TASK DESCRIPTION
Reproduce the following material line for line, changing nothing.

══════════

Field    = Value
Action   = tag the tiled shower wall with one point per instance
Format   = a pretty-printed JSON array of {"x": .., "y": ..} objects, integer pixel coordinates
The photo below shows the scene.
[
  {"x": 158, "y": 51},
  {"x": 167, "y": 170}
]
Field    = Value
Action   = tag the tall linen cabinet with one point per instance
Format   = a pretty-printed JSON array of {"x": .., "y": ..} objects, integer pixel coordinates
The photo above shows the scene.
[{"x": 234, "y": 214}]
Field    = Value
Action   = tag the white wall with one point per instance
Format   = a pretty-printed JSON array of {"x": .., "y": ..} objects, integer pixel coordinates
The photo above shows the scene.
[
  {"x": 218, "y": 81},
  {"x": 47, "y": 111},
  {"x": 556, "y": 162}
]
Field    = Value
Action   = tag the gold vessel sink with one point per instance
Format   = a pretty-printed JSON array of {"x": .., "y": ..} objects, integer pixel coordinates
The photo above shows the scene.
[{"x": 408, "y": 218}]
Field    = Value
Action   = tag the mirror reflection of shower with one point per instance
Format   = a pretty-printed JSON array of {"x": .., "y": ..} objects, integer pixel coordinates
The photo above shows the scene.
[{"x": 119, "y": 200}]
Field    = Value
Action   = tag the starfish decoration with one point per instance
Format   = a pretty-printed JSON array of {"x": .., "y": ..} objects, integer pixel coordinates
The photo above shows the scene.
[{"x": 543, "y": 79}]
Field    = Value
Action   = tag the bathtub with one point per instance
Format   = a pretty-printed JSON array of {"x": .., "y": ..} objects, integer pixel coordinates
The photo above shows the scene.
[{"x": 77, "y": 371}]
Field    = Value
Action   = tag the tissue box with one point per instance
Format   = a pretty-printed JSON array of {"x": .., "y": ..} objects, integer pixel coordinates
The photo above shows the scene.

══════════

WORKED ANSWER
Field    = Value
Action   = tag the tiled shower wall with one point per instance
Format   = a pretty-printed JSON array of {"x": .., "y": ..} objects, integer pixel coordinates
The photo below shows the scene.
[
  {"x": 158, "y": 51},
  {"x": 167, "y": 170}
]
Field    = Value
Action   = tag the tall linen cabinet with one point per instance
Format   = a pretty-printed JSON array of {"x": .., "y": ..} objects, integer pixel coordinates
The photo above shows the scene.
[{"x": 234, "y": 214}]
Field    = Value
Action   = tag the white wall with one point per instance
Format   = a pretty-printed JSON array of {"x": .., "y": ..} objects, integer pixel coordinates
The photo above shows the scene.
[
  {"x": 218, "y": 81},
  {"x": 47, "y": 111},
  {"x": 556, "y": 162}
]
Field    = Value
Action   = tag the gold vessel sink with one point per instance
Format   = a pretty-printed JSON array of {"x": .., "y": ..} objects, integer pixel coordinates
The photo above shows the scene.
[{"x": 408, "y": 218}]
Field    = Value
Action   = tag the mirror reflection of shower with one point per instance
Format   = a pretty-printed JSON array of {"x": .., "y": ..} objects, integer pixel coordinates
The photo above shows the scene.
[{"x": 119, "y": 200}]
Field    = Value
Action   = tag the starfish decoration with one point per instance
Format   = a pretty-printed JSON array of {"x": .., "y": ..} objects, integer pixel coordinates
The photo above shows the scene.
[{"x": 543, "y": 79}]
Field    = Value
Action   = tag the bathtub with one point per instance
Format   = a pretty-printed JSON array of {"x": .., "y": ..} objects, integer pixel coordinates
The photo above shows the scene.
[{"x": 77, "y": 371}]
Field    = Value
Action   = tag the tissue box with one point per instance
Format   = a pretty-printed JSON array of {"x": .., "y": ..} objects, integer pixel coordinates
The photo above shows the scene.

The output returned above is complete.